== Short task ==
Using the records below, copy out exactly the line that contains "Task: a point for each instance of the face" and every line that follows it, up to and including the last, and no others.

== Provided data ==
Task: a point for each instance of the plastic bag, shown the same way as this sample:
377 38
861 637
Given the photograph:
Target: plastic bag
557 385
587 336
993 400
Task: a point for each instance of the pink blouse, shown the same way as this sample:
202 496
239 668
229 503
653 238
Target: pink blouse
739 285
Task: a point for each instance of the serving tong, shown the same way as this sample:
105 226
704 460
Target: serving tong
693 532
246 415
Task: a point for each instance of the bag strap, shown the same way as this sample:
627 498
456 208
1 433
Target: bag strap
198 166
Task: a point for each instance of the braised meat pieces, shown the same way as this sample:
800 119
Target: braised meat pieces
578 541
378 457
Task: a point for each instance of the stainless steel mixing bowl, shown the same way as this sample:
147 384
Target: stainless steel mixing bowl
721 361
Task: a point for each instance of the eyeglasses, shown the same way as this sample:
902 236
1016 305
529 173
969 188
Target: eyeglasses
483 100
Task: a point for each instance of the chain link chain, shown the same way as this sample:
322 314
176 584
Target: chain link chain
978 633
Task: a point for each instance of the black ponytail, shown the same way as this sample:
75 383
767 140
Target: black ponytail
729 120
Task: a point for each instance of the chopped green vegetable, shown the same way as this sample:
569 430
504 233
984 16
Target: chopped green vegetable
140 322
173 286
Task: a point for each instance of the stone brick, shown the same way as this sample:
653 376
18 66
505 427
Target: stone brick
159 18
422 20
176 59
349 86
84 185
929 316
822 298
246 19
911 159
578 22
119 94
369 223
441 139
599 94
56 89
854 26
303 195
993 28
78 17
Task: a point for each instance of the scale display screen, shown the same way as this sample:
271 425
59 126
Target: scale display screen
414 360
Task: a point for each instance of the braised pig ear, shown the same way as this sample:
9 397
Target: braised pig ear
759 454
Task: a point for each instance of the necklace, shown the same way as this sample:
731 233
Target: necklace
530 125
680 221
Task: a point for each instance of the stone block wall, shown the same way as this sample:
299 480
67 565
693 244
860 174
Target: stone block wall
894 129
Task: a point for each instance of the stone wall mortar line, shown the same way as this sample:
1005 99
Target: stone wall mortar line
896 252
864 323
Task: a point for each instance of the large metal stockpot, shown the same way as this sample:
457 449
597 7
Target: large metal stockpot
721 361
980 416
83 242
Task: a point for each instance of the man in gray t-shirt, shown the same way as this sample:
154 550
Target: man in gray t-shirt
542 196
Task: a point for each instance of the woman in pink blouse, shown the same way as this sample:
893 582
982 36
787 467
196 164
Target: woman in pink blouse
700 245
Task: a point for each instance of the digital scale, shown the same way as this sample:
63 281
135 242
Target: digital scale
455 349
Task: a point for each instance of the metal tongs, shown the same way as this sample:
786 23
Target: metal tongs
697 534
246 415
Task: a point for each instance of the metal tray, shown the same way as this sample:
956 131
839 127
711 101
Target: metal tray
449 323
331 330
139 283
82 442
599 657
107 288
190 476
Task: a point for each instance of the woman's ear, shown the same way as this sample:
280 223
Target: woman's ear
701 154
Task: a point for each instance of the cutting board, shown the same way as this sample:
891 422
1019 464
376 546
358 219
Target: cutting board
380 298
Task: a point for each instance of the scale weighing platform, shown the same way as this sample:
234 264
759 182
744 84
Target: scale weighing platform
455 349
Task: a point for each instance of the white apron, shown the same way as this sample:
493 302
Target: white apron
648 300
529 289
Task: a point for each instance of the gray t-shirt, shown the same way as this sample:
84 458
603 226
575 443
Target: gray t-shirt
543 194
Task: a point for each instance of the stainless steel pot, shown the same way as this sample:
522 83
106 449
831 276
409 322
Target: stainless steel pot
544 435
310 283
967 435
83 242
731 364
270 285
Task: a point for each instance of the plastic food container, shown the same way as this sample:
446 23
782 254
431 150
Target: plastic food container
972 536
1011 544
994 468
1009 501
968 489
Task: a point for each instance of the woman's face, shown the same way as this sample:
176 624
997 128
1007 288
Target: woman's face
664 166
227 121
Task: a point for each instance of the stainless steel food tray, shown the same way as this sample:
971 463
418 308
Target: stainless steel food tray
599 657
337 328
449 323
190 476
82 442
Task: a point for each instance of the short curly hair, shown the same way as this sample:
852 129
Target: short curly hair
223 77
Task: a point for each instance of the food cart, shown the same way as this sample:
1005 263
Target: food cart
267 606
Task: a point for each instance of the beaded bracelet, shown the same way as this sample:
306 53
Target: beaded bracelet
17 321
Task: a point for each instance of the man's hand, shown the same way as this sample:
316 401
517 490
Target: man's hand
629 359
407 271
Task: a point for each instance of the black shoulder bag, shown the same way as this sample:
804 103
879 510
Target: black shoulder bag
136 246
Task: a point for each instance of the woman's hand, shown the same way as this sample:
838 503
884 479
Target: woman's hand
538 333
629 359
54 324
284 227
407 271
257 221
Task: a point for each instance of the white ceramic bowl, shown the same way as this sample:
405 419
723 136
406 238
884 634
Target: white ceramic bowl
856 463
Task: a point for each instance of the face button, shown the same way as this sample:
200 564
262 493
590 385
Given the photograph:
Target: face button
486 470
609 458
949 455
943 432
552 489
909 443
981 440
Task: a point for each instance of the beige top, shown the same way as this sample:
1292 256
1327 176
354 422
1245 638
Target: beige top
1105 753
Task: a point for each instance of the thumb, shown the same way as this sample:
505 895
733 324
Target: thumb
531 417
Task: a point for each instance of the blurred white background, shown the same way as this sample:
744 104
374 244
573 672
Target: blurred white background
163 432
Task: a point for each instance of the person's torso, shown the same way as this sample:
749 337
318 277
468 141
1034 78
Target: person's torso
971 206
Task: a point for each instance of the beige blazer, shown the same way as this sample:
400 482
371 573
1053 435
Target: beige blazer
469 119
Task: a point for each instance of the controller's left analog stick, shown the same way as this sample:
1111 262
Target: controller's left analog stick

== Output of the exercise ==
Task: a point for each instance of the face button, shown the same way as this sample:
200 564
262 493
590 385
Given the photograph:
Target: face button
486 470
609 458
949 455
943 432
552 489
909 443
981 440
Task: a point for each instance of the beige top, shown the same way as this sample:
1292 256
1327 176
354 422
1245 638
Target: beige top
1105 753
Task: a point for each instance of the thumb, shown the same way as this sample:
505 895
733 324
Target: thumb
531 417
Task: a point for each instance of the blurred white background, shown the same way as this sample:
744 104
374 244
573 672
Target: blurred white background
163 432
Task: a point for each instance of the person's torso, shown the same way as this sample:
749 337
318 277
468 141
1034 78
Target: person's torso
971 206
Task: a point for each instance of the beige blazer, shown the same way as this sample:
400 482
371 573
1053 435
Target: beige blazer
469 119
Task: a point for each instance of the controller's left analog stick, shown the same way as this sample:
1111 262
Target: controller's left analog stick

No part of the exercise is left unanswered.